━━━━━ Quoted text ━━━━━

Skip to main content

Vision module for the OpenMMLA platform.

Project description

🎥 OpenMMLA Vision

PyPI version

Video module of the mBox - an open multimodal learning analytic platform. For more details, please refer to mBox System Design.

Table of Contents

Related Modules

Installation

Uber Server Setup

Before setting up the video base, you need to set up a server hosting the InfluxDB, Redis, Mosquitto, and Nginx services. Please refer to mbox-uber module.

Video Base & Server Setup

  1. Clone the repository

    git clone https://github.com/ucph-ccs/mbox-video.git
    
  2. Install openmmla-vision

    Set up Conda environment
    # For Raspberry Pi
    wget "https://github.com/conda-forge/miniforge/releases/latest/download/Miniforge3-$(uname)-$(uname -m).sh"
    bash Miniforge3-$(uname)-$(uname -m).sh
    
    # For Mac and Linux
    wget "https://repo.anaconda.com/miniconda/Miniconda3-latest-$(uname)-$(uname -m).sh"
    bash Miniconda3-latest-$(uname)-$(uname -m).sh
    
    Install Video Base
    conda create -c conda-forge -n video-base python=3.10.12 -y
    conda activate video-base
    pip install openmmla-vision[base]  # for Linux and Raspberry Pi
    pip install 'openmmla-vision[base]'  # for Mac
    
    Install Video Server

    The video server provides video frame analyzer services.

    conda create -c conda-forge -n video-server python=3.10.12 -y
    conda activate video-server
    pip install openmmla-vision[server]  # for Linux and Raspberry Pi
    pip install 'openmmla-vision[server]'  # for Mac
    
  3. Set up folder structure

    cd mbox-video
    ./reset.sh
    

Standalone Setup

If you want to run the entire mBox Video system on a single machine, follow these steps:

  1. Set up the Uber Server on your machine following the instructions in the mbox-uber module.

━━━━━

■ Instructions:
(a) From the OpenMMLA Vision page, reproduce verbatim the passage from "Video module of" up to and including "to mbox-uber module.".
(b) Answer these questions using the OpenMMLA Vision page:
(i) Which four services must the server host before the video base is set up?
(ii) Which Python version is specified when creating the Conda environments?
(iii) What does the video server provide?

━━━━━ Dataset extract ━━━━━

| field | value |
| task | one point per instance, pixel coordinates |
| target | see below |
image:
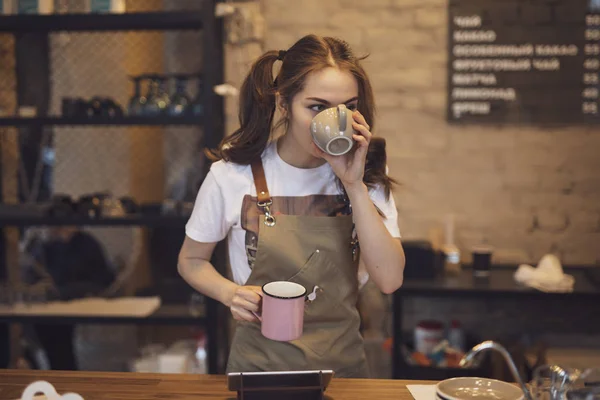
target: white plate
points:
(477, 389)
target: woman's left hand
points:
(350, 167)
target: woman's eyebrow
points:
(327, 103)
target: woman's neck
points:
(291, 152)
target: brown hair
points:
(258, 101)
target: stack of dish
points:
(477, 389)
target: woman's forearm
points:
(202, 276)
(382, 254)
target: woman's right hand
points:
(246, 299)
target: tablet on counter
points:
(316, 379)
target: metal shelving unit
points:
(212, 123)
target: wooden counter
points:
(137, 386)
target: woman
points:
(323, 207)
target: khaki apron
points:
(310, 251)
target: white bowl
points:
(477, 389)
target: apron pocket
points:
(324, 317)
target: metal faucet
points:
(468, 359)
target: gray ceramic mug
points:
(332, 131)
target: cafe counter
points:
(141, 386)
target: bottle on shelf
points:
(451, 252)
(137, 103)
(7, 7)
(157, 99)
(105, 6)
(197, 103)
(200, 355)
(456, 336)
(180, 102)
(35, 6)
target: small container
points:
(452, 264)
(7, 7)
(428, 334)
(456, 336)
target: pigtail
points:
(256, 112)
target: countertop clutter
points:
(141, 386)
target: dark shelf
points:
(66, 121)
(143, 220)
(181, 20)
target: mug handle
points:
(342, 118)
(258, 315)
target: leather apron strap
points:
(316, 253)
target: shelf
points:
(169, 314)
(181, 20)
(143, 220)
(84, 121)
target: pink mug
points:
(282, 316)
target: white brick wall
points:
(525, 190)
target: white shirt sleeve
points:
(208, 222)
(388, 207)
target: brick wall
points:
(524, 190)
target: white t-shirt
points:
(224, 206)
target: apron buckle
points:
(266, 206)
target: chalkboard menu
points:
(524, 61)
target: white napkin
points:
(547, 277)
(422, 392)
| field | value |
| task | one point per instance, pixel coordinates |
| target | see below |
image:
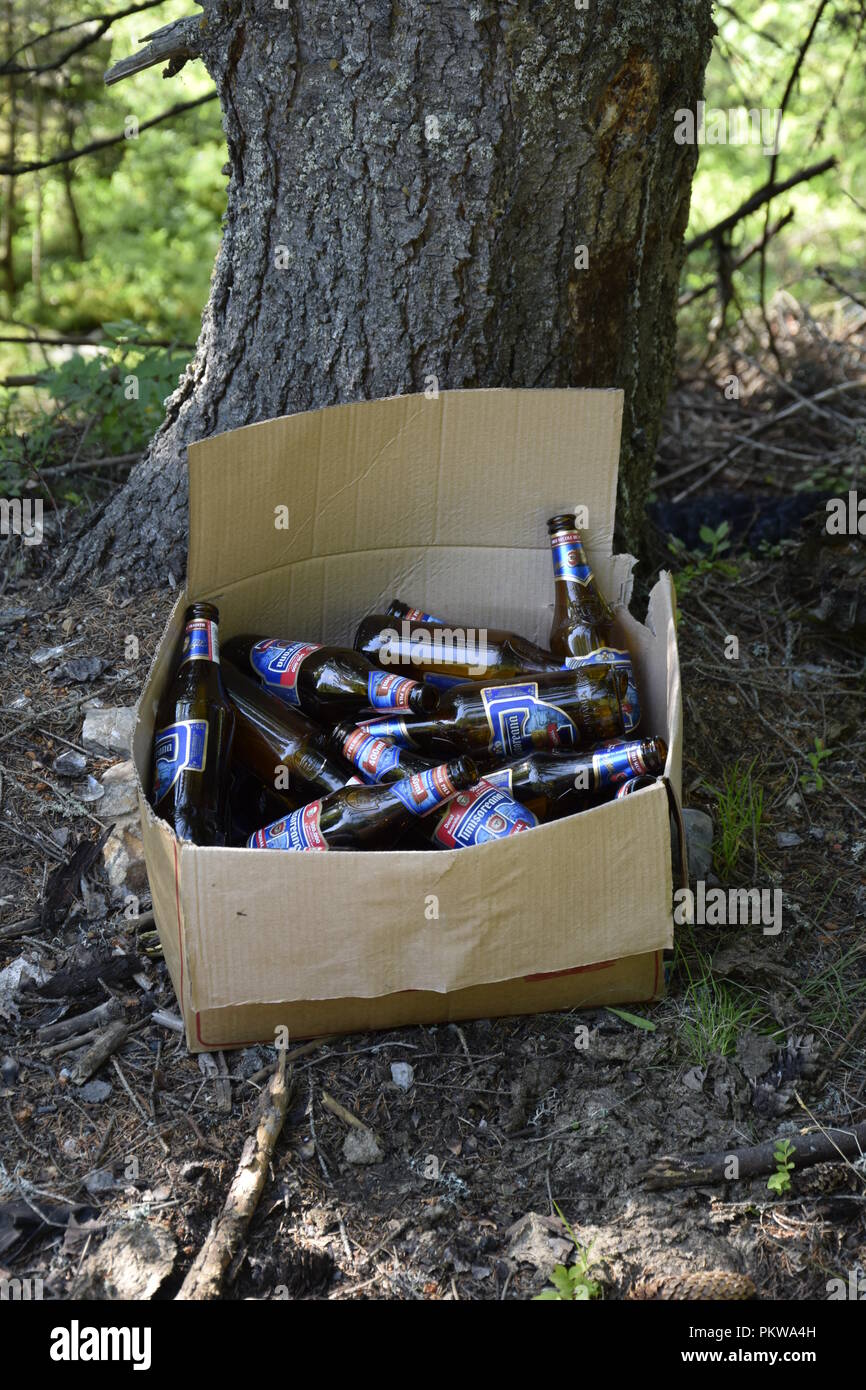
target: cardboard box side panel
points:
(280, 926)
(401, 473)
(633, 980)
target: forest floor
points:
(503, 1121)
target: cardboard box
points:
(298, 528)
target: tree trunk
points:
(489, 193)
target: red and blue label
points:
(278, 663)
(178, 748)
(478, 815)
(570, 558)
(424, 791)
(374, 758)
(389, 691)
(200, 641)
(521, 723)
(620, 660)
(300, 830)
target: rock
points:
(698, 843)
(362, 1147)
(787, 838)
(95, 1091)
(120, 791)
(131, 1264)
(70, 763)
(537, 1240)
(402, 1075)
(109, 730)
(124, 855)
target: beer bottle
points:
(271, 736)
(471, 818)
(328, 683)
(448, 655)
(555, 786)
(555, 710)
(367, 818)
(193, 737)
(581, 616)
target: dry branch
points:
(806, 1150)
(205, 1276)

━━━━━
━━━━━ Dataset extract ━━━━━

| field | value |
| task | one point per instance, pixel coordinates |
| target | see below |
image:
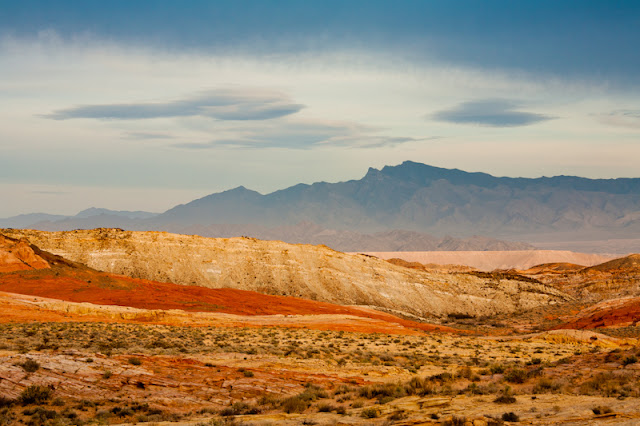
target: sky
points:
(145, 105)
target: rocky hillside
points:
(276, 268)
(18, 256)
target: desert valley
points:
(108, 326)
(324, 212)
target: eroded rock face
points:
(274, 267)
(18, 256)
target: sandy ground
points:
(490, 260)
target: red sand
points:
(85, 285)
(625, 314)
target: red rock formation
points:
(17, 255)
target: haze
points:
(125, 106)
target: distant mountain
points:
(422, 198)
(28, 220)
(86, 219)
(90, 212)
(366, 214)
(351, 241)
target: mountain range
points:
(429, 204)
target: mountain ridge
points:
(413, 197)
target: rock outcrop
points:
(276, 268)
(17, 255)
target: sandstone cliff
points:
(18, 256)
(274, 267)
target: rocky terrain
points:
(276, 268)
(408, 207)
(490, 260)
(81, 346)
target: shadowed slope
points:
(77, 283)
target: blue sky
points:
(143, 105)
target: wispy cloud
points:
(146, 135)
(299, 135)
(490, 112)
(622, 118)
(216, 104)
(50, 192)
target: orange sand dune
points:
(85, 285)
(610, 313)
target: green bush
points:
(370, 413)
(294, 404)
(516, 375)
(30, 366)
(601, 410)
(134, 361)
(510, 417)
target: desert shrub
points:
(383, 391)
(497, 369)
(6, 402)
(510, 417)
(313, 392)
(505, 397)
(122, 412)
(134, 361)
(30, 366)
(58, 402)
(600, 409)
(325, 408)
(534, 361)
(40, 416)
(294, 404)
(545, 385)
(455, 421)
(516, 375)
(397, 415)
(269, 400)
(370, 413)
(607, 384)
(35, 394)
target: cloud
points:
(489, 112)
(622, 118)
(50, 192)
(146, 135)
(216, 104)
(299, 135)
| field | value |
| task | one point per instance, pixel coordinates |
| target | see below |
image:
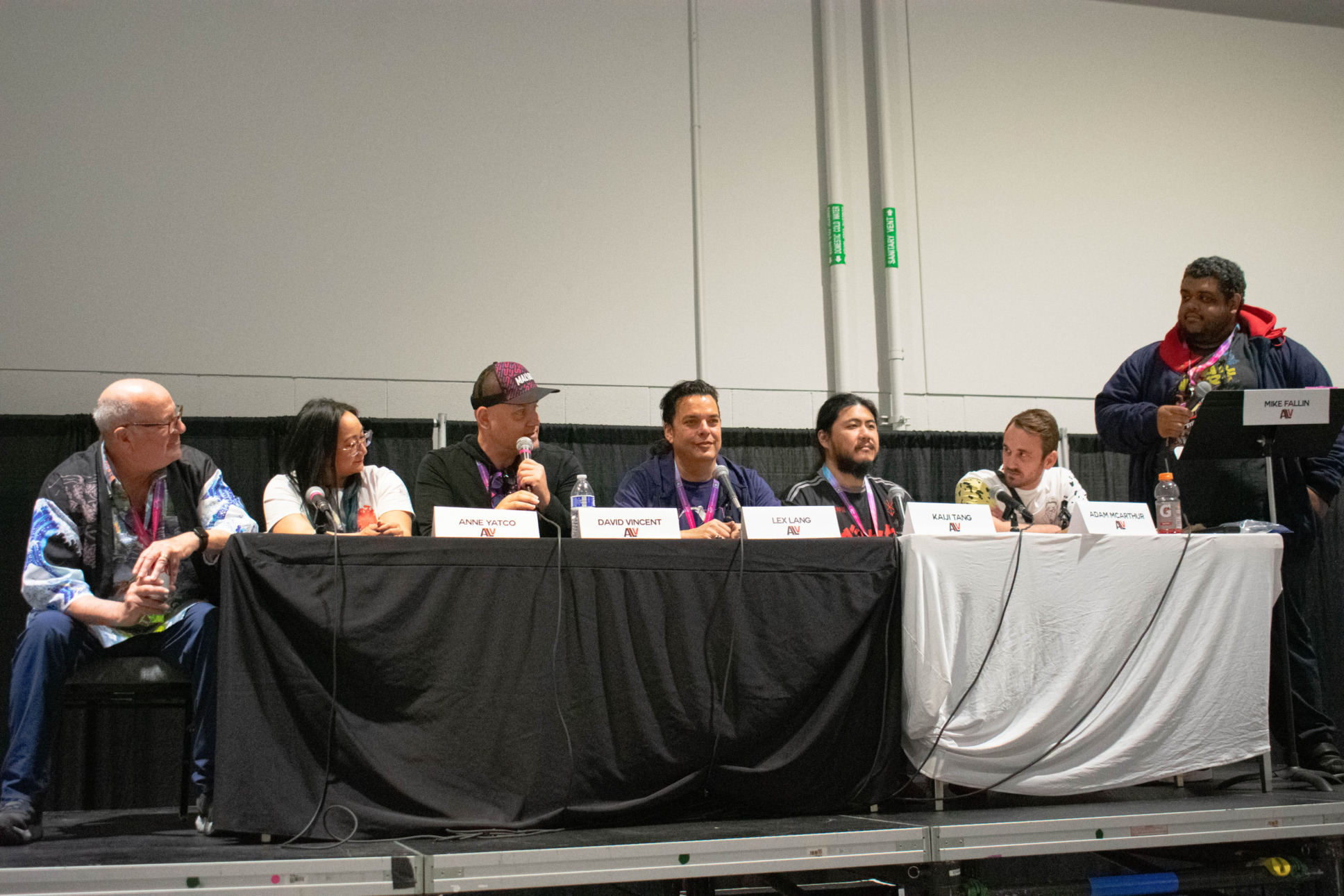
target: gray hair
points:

━━━━━
━━━━━ Dataset extract ━━━━━

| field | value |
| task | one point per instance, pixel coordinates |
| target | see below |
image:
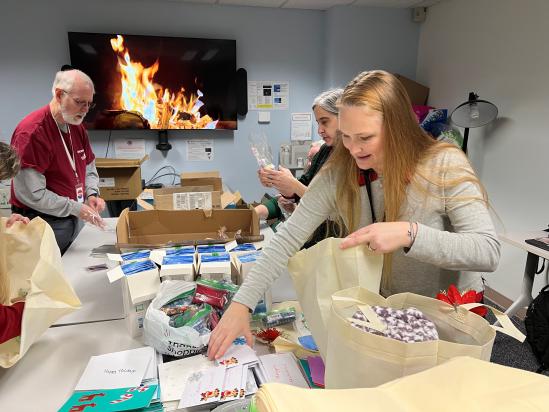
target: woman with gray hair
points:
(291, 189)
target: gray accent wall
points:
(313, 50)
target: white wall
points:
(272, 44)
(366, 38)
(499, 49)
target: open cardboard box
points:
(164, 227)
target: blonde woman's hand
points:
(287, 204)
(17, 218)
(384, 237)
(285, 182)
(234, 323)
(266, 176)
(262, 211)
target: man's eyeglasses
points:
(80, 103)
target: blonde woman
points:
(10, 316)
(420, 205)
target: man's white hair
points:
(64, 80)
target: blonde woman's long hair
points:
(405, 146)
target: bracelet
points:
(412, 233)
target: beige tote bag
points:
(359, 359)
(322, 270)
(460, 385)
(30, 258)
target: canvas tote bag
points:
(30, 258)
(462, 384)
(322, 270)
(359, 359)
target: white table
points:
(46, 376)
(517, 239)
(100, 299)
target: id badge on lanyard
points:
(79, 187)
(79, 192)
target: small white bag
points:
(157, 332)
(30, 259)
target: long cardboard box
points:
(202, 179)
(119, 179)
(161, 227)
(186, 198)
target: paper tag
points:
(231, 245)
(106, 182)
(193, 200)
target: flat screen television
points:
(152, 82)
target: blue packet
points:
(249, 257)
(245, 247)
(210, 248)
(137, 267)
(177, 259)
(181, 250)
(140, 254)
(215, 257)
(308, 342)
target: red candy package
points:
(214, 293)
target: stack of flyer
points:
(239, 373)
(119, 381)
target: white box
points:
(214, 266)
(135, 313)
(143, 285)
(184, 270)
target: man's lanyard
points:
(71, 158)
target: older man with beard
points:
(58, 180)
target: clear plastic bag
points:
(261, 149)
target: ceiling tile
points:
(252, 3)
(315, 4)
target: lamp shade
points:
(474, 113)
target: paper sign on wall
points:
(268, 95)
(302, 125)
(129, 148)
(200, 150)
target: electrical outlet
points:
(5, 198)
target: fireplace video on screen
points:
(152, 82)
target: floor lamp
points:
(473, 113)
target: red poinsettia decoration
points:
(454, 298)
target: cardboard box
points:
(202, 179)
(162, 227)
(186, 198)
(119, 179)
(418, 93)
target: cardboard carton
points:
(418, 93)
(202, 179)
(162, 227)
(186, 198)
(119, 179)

━━━━━

■ Task-by-task solutions:
(a)
Video module of the mBox - an open multimodal learning analytic platform. For more details, please refer to mBox System Design.

Table of Contents

Related Modules

Installation

Uber Server Setup

Before setting up the video base, you need to set up a server hosting the InfluxDB, Redis, Mosquitto, and Nginx services. Please refer to mbox-uber module.

(b)
(i) InfluxDB, Redis, Mosquitto, and Nginx.
(ii) Python 3.10.12.
(iii) Video frame analyzer services.